§ **DOCUMENT SEGMENT**:
#####
Maharashtra BoardEnglish MediumSTD 12 ScienceMathsMatrics2 Marks
MCQ
If $\omega$ is a complex cube root of unity and $A=\left[\begin{array}{lll}\omega & 0 & 0 \\ 0 & \omega^2 & 0 \\ 0 & 0 & 1\end{array}\right]$, then $A^{-1}$ is equal to
  • A
    $\left[\begin{array}{llr}1 & 0 & 0 \\ 0 & \omega^2 & 0 \\ 0 & 0 & \omega\end{array}\right]$
  • B
    $\left[\begin{array}{lll}1 & 0 & 0 \\ 0 & 1 & 0 \\ 0 & 0 & 1\end{array}\right]$
  • $\left[\begin{array}{ccc}\omega^2 & 0 & 0 \\ 0 & \omega & 0 \\ 0 & 0 & 1\end{array}\right]$
  • D
    $\left[\begin{array}{lll}\omega & 0 & 0 \\ 0 & \omega^2 & 0 \\ 0 & 0 & 1\end{array}\right]$

Answer

Correct option: C.
#####
§ **ENTRIES**:

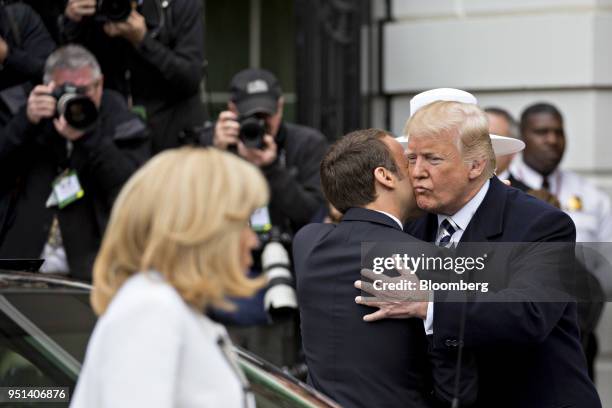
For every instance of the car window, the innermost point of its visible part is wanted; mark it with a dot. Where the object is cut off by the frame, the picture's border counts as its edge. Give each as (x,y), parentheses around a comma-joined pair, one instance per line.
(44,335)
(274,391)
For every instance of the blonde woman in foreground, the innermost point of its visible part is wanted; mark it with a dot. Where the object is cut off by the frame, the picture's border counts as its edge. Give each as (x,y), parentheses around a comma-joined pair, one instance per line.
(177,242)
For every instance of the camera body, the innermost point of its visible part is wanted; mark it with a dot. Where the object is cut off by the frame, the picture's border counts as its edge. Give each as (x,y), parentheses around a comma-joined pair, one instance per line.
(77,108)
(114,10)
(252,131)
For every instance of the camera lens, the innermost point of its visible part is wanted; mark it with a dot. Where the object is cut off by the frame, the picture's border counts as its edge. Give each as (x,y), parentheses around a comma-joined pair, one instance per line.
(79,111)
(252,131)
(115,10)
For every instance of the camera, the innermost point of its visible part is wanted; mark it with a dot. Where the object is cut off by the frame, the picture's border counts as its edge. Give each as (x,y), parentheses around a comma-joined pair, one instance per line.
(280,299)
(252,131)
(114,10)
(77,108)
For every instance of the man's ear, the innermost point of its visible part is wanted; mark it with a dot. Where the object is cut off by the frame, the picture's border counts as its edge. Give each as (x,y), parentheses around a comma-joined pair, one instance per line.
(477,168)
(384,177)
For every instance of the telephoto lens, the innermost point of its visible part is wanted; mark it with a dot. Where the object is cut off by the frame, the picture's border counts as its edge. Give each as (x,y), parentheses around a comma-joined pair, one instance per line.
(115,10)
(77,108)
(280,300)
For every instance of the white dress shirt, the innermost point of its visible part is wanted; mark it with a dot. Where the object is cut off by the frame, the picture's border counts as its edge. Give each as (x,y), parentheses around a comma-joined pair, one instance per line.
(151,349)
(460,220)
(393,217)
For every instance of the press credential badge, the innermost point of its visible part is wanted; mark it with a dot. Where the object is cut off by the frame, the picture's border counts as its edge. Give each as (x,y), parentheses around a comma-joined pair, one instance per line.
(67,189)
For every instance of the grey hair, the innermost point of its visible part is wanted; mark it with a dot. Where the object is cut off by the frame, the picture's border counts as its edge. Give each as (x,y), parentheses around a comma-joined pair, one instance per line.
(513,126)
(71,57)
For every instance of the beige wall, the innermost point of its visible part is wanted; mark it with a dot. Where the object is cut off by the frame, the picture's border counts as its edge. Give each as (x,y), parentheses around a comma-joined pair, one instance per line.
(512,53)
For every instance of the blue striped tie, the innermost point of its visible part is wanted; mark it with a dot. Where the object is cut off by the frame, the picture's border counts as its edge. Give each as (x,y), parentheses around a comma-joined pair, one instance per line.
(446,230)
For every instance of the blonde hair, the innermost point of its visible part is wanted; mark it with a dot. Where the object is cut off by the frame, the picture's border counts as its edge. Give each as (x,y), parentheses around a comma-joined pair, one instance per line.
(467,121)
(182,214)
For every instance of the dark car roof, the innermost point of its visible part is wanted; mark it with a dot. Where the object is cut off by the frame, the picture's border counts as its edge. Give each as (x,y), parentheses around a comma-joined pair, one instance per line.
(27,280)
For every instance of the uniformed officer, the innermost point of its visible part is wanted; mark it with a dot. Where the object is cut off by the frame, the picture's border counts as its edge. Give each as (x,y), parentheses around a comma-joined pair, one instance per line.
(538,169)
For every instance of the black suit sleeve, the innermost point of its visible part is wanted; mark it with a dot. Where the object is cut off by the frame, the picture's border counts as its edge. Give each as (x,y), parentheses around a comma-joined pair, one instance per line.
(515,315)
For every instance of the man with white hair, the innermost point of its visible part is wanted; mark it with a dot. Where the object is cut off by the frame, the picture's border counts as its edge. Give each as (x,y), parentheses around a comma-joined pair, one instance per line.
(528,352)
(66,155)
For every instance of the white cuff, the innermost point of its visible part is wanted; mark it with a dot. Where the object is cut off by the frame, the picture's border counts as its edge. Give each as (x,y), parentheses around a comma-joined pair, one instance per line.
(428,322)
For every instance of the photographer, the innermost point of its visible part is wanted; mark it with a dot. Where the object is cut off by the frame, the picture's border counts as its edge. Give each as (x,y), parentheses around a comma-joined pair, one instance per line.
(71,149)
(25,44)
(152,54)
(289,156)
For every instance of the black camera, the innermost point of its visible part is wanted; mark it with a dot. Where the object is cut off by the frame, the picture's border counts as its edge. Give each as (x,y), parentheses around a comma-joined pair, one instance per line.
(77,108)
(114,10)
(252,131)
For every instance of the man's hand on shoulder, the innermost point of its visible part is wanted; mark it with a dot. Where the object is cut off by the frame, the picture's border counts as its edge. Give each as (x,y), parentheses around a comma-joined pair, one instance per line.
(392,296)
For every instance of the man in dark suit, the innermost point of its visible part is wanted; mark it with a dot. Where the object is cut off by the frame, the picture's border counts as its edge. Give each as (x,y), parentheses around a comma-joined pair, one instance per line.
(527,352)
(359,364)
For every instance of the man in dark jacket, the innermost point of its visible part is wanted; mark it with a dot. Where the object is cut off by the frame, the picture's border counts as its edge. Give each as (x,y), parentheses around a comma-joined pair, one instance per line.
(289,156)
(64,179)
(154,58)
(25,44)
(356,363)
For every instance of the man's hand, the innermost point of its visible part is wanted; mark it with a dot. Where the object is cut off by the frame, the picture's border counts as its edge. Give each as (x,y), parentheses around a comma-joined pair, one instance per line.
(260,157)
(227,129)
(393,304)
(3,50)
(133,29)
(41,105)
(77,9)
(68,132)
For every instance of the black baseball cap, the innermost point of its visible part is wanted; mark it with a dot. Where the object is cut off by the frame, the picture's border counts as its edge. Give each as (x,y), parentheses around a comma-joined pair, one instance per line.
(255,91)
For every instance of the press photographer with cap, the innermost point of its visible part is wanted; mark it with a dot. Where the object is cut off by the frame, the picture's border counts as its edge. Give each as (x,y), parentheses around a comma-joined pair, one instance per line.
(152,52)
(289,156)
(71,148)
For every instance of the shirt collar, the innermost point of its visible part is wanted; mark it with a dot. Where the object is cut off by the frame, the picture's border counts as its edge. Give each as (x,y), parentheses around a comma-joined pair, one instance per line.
#####
§ **DIRECTIVES**:
A) Which option does the matrix-inverse problem mark as correct?
B) In the matrix-inverse problem, list every entry on the main diagonal of the matrix A, from top left to bottom right.

§ **FINAL RESULTS**:
A) Option C.

B) ω, ω², 1